QUOTED PASSAGE ▸
Shannon Brewer was hesitant to become a foster parent, even though she wanted to build a family with her husband of 16 years. “I looked into adoption and for some reason we were really, really nervous about foster care. I thought I would hate to get too attached and then, if the child went back, get discouraged.”
A friend encouraged her to take some training classes and see if fostering felt right. After a few weeks, Shannon and her husband decided to become certified foster parents. A month later they opened their home to a young boy, who they later adopted.
“It doesn’t hurt to have the training and then if something comes up and you can’t offer a child the stability they need, you can decline placement–but it’s nice to be certified if your heart tells you that you should be.” Shannon said.
Being a new foster parent comes with many responsibilities, and Shannon said having a mentor to talk with for the first six months was incredibly helpful. She credits the experience with her decision to eventually become a mentor herself in the UK College of Social Work Foster Parent Mentor Program.
Access to Resources and Support
The Foster Parent Mentor Program is designed to be a sounding board and resource for foster parents, to help ease the frustrations and challenges that can come with providing out-of-home care for abused, neglected, and dependent children. The program specializes in one-on-one short term, intensive coaching relationships, which provide foster parents emotional encouragement and parenting strategies to help build a stable environment for the children in their care.
Arsenio B. joined the program after becoming a foster parent to a young boy who was just a few days old. He says the relationship with his mentor, Wanda Holt, has provided both emotional support and concrete guidance for how to navigate the sometimes complex system of foster care.
“If I felt like I wasn’t being heard or was being overlooked, she was able to calm me down and level me out and say these are the connections, here’s what we need to go through (to get things handled),” Arsenio said.
Having been a foster parent herself, mentor Wanda Holt understands many of the frustrations her fellow foster parents experience and is glad to help them navigate the new territory. “When I meet foster parents for the first time, I let them know I’m not a social worker. I’m not going to come to your home unless you invite me. I’m checking on you as a support system. I’m here for when you need someone to talk to. When you need an outlet to be able to, you know, just kind of let out your frustrations,” Holt said. “I have been a foster parent and sometimes it feels like you’re the only person who’s going through it, but because of my experience, I’m able to let them know you’re not the only person who’s been through it, and we all made it, you know, so I’m able to kind of pull them through a lot of the situations.”
Every mentor relationship is different, as every foster parent has a unique situation. The one-on-one nature of the Foster Parent Mentor Program means that participants can work with their mentor to figure out what works best for them. That may be connecting by phone, email, or text several times a month, or sharing resources on navigating the child welfare system. Above all, a mentor is there to listen, guide, and encourage new foster parents.
Arsenio points to the opportunity to extend the mentorship program with Wanda when a difficult legal situation arose as incredibly helpful for steadying the ship. “I had to go to court and I said please, I still need her. I was able to extend our mentorship time because I knew I needed her in my corner now more than ever. The baby has me and the case worker, etc. My mentor is my personal person, you know? So that’s been a blessing.”
Building Relationships for a Lifetime
It’s also an opportunity to build tremendous community relationships and connections that can become like a second family. Shannon has mentored many new foster parents in the years since she became one herself, and said that even when there are difficult moments, there are also tremendous opportunities for joy.
Recently, one of the foster parents she coached for six months had the opportunity to adopt the child who was placed with that foster family, and the mentee invited Shannon to attend the ceremony. “During COVID was her adoption of this little one that she had as a placement, and she invited me and my husband and my son to watch via Zoom, along with her church family. She phoned me crying and thanked me for helping her through some of the hardest times of her life.” Shannon said. “Supporting foster parents helps provide a more nurturing environment for the children because they are more apt to be able to give that child what they need at that time, and then hopefully continue to help other children. And that’s why the mentor program is so near and dear to my heart.”

DATA SECTION ▸
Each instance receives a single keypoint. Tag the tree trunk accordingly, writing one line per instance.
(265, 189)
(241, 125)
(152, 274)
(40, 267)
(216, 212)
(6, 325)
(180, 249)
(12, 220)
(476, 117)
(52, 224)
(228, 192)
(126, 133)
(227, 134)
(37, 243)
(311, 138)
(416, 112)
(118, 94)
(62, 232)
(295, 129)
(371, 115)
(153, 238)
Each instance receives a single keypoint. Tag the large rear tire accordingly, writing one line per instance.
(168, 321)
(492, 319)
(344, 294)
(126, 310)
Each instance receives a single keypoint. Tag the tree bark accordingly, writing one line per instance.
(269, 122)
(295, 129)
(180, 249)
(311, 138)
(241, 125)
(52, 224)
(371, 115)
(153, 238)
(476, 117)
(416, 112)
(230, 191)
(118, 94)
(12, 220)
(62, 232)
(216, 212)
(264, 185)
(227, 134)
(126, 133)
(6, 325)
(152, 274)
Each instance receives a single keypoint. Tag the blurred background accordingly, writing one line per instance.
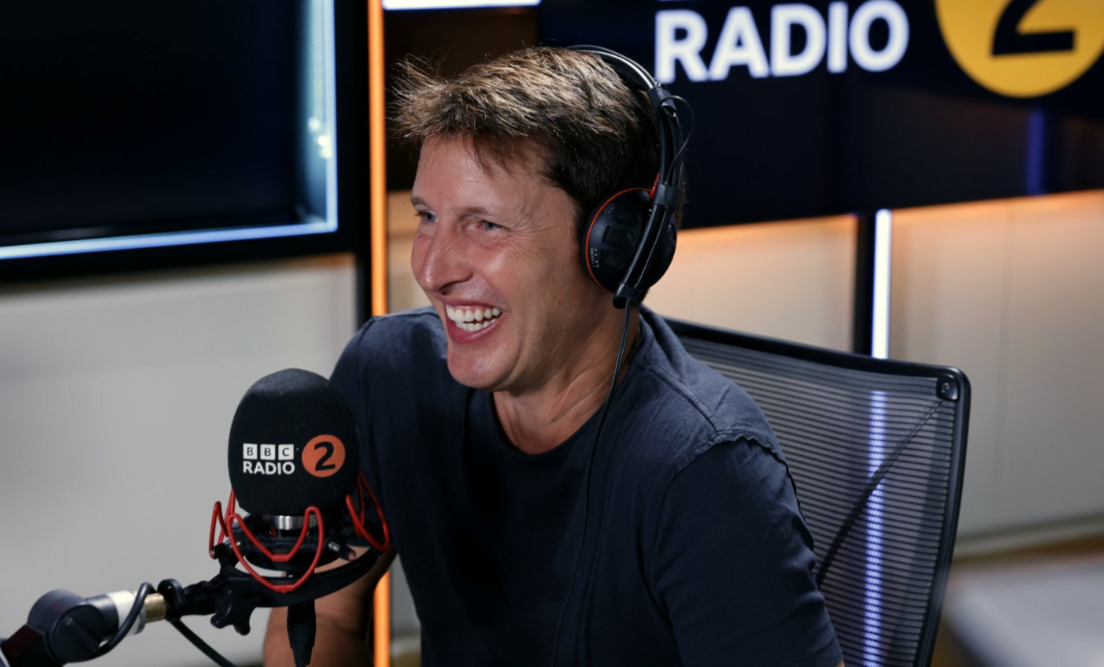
(194, 194)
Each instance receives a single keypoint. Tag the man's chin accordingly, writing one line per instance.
(468, 374)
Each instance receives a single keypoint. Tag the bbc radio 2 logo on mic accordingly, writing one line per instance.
(321, 457)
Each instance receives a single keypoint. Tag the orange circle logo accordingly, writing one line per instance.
(324, 456)
(1023, 48)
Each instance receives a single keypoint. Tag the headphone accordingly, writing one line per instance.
(628, 241)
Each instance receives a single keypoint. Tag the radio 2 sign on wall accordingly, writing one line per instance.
(815, 108)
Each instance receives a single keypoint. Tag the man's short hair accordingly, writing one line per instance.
(594, 133)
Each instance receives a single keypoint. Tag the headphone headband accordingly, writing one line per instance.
(646, 266)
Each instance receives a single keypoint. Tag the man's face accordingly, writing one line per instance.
(497, 255)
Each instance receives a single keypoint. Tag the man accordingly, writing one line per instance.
(484, 427)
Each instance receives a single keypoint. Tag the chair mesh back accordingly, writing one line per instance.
(876, 458)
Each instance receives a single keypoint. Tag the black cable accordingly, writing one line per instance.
(214, 655)
(128, 623)
(686, 137)
(586, 480)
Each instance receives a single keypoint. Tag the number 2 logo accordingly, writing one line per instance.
(324, 455)
(1022, 48)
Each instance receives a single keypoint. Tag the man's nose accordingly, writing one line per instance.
(439, 261)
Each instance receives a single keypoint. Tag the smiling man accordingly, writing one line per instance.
(542, 519)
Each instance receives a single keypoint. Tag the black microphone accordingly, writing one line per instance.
(293, 445)
(294, 464)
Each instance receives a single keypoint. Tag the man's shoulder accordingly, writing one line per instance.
(395, 339)
(682, 409)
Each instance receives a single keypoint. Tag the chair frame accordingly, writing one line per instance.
(952, 384)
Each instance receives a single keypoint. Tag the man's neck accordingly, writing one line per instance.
(538, 421)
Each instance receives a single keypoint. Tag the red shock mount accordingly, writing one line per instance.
(225, 523)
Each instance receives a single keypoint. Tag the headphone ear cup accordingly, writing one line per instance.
(611, 237)
(614, 232)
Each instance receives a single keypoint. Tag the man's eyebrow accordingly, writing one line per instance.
(417, 201)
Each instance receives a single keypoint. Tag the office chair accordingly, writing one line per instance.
(877, 451)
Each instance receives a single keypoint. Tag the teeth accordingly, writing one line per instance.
(471, 319)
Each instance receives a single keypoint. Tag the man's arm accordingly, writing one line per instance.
(342, 624)
(733, 564)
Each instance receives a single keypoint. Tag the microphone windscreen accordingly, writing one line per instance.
(293, 444)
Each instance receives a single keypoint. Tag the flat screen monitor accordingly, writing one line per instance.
(148, 134)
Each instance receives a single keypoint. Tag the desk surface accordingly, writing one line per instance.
(1047, 613)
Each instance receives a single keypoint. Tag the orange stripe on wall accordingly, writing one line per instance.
(378, 226)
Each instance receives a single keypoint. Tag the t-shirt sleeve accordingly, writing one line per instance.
(348, 378)
(734, 561)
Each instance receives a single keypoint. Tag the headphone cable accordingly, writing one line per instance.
(586, 479)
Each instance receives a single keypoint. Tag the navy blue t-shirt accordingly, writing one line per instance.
(696, 552)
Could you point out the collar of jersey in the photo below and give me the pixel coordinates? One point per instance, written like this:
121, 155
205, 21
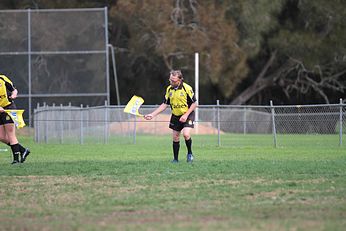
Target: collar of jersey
179, 87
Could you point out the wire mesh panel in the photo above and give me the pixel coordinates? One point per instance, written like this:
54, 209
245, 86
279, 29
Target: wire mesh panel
295, 125
56, 56
237, 126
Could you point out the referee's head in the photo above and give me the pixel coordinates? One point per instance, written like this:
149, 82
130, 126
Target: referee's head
175, 78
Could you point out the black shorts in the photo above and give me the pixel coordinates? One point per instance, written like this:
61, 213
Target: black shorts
176, 125
4, 117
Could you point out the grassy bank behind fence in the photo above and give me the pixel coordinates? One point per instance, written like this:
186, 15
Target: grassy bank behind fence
135, 187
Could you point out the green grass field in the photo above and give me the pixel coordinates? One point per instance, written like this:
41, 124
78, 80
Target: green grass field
135, 187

TASK REQUIREMENTS ▸
A – In the article on foster parent mentoring, for how long did Shannon Brewer have a mentor to talk with as a new foster parent?
B – Copy the passage from the article on foster parent mentoring word for word, starting at "A friend encouraged" and ending at "they later adopted.".

WRITTEN RESPONSES ▸
A – She had a mentor for the first six months.

B –
A friend encouraged her to take some training classes and see if fostering felt right. After a few weeks, Shannon and her husband decided to become certified foster parents. A month later they opened their home to a young boy, who they later adopted.